[Dataset records]
>> BEGIN

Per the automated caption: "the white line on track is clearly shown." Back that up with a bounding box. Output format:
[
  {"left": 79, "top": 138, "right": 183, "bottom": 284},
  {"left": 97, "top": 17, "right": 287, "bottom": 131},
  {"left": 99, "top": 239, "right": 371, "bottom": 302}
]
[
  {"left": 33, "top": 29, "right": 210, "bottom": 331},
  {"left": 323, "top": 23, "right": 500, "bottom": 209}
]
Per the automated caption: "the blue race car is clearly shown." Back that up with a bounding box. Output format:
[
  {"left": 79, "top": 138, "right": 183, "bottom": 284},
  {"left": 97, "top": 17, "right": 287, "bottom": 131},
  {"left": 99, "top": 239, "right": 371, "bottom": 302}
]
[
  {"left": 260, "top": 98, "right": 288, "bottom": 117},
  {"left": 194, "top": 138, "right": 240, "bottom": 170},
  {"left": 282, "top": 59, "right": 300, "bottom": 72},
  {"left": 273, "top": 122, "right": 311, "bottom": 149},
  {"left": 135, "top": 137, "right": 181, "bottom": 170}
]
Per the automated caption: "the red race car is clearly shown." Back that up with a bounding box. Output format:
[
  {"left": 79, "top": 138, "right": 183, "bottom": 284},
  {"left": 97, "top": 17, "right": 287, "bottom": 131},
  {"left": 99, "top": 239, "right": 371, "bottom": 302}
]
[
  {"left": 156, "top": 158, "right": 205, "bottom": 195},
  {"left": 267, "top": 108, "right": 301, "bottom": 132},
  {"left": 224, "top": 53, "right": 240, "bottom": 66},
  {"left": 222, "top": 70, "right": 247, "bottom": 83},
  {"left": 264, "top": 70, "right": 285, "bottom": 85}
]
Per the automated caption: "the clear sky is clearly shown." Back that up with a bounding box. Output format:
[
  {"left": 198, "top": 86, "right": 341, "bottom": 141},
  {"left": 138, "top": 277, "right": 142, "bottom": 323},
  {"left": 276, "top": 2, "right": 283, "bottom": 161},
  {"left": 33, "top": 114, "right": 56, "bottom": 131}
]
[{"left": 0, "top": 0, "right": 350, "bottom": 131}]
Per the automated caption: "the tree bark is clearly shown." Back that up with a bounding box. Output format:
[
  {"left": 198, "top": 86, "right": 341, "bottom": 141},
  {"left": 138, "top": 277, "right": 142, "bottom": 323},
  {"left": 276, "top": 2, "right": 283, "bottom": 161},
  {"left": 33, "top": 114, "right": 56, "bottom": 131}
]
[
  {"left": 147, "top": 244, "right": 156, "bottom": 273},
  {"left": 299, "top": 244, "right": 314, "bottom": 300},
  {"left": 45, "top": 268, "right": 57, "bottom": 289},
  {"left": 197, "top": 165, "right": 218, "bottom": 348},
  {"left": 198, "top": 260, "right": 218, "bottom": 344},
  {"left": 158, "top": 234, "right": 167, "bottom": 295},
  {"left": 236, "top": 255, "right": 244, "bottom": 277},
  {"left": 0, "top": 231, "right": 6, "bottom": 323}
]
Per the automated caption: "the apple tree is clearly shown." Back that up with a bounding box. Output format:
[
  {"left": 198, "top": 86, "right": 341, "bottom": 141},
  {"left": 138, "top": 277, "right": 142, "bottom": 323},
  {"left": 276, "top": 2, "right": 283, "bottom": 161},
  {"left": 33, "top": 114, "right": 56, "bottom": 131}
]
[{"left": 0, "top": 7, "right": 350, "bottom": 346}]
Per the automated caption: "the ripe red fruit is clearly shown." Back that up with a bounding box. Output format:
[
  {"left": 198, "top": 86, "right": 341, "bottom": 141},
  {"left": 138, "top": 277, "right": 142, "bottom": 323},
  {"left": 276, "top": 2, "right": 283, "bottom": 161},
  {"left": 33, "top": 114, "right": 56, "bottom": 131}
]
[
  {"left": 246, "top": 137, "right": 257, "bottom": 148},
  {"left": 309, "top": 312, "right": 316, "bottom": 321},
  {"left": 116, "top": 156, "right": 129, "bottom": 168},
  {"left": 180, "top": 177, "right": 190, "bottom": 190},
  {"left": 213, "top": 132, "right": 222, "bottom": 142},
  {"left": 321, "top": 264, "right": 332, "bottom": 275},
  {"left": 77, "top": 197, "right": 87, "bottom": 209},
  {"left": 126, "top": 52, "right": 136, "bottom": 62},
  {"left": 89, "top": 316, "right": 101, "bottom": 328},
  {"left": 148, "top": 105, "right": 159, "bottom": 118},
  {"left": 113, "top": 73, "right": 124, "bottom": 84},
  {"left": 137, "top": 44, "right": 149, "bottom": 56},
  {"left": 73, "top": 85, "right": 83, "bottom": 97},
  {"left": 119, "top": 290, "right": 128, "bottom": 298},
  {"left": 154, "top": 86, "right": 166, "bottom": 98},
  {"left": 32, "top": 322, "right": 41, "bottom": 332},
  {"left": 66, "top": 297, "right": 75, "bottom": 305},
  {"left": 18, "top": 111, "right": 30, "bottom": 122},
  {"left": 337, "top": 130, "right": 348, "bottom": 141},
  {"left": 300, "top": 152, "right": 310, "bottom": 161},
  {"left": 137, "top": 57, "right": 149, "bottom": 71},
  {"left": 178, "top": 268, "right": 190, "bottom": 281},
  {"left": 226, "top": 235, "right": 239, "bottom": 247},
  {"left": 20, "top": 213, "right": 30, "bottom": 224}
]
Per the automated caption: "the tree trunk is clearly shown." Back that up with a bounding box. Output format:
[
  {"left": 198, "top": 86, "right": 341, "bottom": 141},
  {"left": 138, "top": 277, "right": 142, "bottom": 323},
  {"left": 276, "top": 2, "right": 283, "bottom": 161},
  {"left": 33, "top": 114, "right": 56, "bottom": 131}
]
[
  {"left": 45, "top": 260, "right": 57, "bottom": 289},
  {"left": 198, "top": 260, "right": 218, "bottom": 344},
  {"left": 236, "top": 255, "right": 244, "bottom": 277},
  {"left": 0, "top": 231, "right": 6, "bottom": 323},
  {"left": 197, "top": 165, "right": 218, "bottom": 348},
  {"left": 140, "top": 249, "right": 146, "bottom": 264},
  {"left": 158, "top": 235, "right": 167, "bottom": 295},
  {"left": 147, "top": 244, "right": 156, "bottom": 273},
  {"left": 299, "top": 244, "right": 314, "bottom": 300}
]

>> END

List every line of the entries above that contains the string "automated", matching its capitalization exactly.

Per the automated caption: "the white line on track is clearly shown." Back that up with a bounding box. Output format:
Per the automated caption: "the blue race car is clearly shown." Back that up with a bounding box. Output format:
Per the automated caption: "the red race car is clearly shown." Back that up with a bounding box. Output format:
Per the automated caption: "the clear sky is clearly shown." Back that up with a bounding box. Output format:
Per the automated caption: "the tree bark is clearly shown." Back that up with a bounding box. Output format:
Per the automated caption: "the apple tree is clearly shown." Back that up with a bounding box. Output format:
Per the automated caption: "the ripe red fruit is clearly shown." Back that up with a bounding box. Output format:
Per the automated caption: "the tree trunk is clearly shown." Back that up with a bounding box. Output format:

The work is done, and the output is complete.